## start Dataset records

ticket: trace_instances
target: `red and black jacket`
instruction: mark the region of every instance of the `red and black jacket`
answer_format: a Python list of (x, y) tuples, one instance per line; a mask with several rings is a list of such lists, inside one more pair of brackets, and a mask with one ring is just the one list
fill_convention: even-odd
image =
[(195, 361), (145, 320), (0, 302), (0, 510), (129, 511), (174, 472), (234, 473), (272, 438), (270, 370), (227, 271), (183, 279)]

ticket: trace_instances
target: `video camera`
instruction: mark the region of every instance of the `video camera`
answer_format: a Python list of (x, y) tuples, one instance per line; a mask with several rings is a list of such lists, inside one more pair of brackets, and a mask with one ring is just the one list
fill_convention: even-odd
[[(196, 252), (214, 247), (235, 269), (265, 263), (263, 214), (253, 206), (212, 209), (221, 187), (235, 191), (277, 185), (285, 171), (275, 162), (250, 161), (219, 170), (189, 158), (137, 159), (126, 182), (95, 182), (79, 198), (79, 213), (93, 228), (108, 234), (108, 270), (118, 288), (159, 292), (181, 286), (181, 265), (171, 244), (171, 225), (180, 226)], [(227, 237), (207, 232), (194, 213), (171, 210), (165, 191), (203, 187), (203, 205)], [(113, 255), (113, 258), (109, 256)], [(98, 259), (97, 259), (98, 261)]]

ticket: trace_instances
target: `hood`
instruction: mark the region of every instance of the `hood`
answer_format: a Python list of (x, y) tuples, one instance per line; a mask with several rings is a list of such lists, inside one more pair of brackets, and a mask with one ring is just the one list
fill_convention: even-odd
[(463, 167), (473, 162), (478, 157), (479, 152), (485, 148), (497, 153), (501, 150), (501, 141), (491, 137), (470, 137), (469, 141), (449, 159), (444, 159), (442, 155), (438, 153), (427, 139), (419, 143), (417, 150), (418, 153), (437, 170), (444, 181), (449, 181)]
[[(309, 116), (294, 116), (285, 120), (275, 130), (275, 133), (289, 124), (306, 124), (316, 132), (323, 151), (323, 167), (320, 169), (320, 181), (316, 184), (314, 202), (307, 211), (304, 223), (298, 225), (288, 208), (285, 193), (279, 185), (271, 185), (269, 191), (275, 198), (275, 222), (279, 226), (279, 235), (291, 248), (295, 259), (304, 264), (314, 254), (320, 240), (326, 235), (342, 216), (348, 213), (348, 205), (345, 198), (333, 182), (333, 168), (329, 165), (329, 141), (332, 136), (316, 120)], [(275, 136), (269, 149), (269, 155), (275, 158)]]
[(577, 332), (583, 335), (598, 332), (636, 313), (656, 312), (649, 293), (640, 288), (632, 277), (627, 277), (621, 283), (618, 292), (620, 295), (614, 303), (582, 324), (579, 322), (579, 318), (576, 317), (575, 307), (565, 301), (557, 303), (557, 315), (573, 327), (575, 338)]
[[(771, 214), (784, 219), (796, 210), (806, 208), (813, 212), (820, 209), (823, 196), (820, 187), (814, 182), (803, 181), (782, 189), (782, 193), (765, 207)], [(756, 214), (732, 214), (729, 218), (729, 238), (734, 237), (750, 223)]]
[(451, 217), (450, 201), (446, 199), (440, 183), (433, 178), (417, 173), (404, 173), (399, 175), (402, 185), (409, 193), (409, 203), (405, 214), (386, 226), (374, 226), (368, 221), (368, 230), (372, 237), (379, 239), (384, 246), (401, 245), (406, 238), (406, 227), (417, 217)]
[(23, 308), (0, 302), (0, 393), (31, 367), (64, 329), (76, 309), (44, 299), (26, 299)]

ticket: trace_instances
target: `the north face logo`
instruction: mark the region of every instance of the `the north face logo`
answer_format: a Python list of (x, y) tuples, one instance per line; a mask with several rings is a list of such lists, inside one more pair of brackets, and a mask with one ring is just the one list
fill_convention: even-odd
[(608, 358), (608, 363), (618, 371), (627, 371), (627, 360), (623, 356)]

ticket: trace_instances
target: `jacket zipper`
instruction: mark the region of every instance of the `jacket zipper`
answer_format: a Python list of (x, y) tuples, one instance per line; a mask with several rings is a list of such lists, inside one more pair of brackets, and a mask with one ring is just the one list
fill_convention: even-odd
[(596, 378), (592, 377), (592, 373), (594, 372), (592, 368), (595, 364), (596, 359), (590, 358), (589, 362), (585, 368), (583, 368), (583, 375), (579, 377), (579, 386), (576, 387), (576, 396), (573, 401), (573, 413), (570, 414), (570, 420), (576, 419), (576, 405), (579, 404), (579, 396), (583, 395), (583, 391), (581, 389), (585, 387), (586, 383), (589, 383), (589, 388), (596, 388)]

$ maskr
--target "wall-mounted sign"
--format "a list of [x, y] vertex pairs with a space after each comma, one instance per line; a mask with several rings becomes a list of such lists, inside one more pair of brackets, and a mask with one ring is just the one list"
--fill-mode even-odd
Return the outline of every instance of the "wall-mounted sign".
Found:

## end Dataset records

The task
Pull out every line of the rows above that contains the word "instruction", and list those lines unchanged and in their original order.

Output for this task
instruction: mark the region of every instance of the `red and black jacket`
instruction: mark the region of every instance of the `video camera`
instruction: mark the region of every instance of the `hood`
instruction: mark the region of every instance of the `the north face logo`
instruction: mark the region of every instance of the `jacket zipper`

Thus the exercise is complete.